=== Document section ===
***
This site is intended for health professionals only


‘Go back to Syria’

‘Go back to Syria’

Placing 5th in our writing competition, Dr Seema Haider writes about confronting a racist patient early on in her career

Some would call it a sixth sense, but I can almost foresee it before it happens. The atmosphere changes, the tension heightens and there is a sinking feeling in the pit of my stomach. This is the patient I will never forget. This is the story that left an indelible imprint in my memory – conjuring up the same uncomfortable feelings each time it is told. 

I remember him standing in the waiting room. A man in his late 50s whose physical stature alone was intimidating; he was over 6ft tall, overweight, and at least double my size. His image is vividly emblazoned in my mind – bulging eyes, face contorted in rage. Everything about his demeanour was full of hate. 

He had a walking stick. Whilst his disability made him vulnerable, here he was, deploying aggression as a tactic to terrify staff. The walking stick in many ways encapsulated the complexity of caring for abusive patients – they require our care, yet when their behaviour threatens our emotional or physical safety, it causes an intense dissonance. 

Then finally it happened; the words leaving his mouth like venom: 

‘Fuck off back to Syria’ he sneered at my colleague. 

This was at the peak of the Syrian war. The news was flooded with images of children in refugee camps, chemical warfare and indiscriminate attacks on human life; a dark stain on humanity. A different kind of moral injury compared to working in the NHS – one that sadly continues to exist to this day. 

I felt incandescent with rage. In my 17 years as a doctor, this was the first time I raised my voice at a patient, abruptly walking him out of the surgery. This is no badge of honour. I was a young GP – I now know that I could have escalated a precarious situation, with an unthinkable outcome. The police were called, and he was immediately deregistered. His parting gift to the practice was a broken door, having slammed it on his exit.
***
=== Recorded data ===
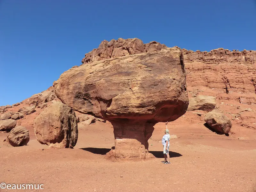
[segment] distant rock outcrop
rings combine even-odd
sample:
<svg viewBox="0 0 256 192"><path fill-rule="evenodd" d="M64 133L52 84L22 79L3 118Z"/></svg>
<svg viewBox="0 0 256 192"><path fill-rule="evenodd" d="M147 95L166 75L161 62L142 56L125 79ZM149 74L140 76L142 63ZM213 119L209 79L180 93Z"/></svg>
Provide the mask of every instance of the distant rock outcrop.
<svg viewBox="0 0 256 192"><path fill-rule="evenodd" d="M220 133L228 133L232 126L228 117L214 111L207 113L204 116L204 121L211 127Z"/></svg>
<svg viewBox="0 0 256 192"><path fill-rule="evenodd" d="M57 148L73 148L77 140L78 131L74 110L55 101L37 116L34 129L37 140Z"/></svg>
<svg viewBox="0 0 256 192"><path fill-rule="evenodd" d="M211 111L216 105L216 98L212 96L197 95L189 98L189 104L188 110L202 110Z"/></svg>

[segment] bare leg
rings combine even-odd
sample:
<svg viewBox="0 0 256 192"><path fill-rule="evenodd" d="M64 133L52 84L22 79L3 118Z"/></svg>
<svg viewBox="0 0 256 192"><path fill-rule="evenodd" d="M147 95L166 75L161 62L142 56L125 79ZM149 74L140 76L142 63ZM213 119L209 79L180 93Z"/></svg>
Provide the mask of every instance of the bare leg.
***
=== Problem 1 ===
In the essay about confronting a racist patient, what did the patient break as he left the surgery?
=== Problem 2 ===
Take the essay about confronting a racist patient further, picking up after its last sentence.

=== Your response 1 ===
A door, which he slammed on his way out.

=== Your response 2 ===
I know it sounds strange, but it was almost a sense of relief once the words had been said. For me, the anticipation of it is far worse than the event itself. Had he not said those words, my intuition had already kicked in and I knew where this was heading. Some may have labelled me ‘sensitive’ or suggested I had ‘misread’ the situation. But, this is why overt racism confers emotional safety – it allows minority groups to feel believed instead of gaslighted. Of course, the xenophobic slur of choice was not aimed at myself, nor at my own ethnic group. However, this was irrelevant – it was an attack on us all.  

It was the sense of injustice that reverberated so profoundly for me. Simply giving a warning or, worse, condemning the behaviour but taking no further action would have been a sign of complicity. It would have been an unequivocal statement that screamed how the psychological safety of my staff was unimportant. It would have pushed minority groups to the margins, threatening their sense of belonging both in the workplace and wider community. 

And what if he needed urgent treatment? I would treat him. Always. 

The world has felt dark in recent months. But we cannot forget the mosque workers who went out to deliver food to the far-right racists in Liverpool, or the ‘Nans against Nazis’ protesting across the UK. It is these radical acts of kindness, unity and tolerance that underpin our beautiful multicultural country and the reason why my faith in humanity remains unbroken.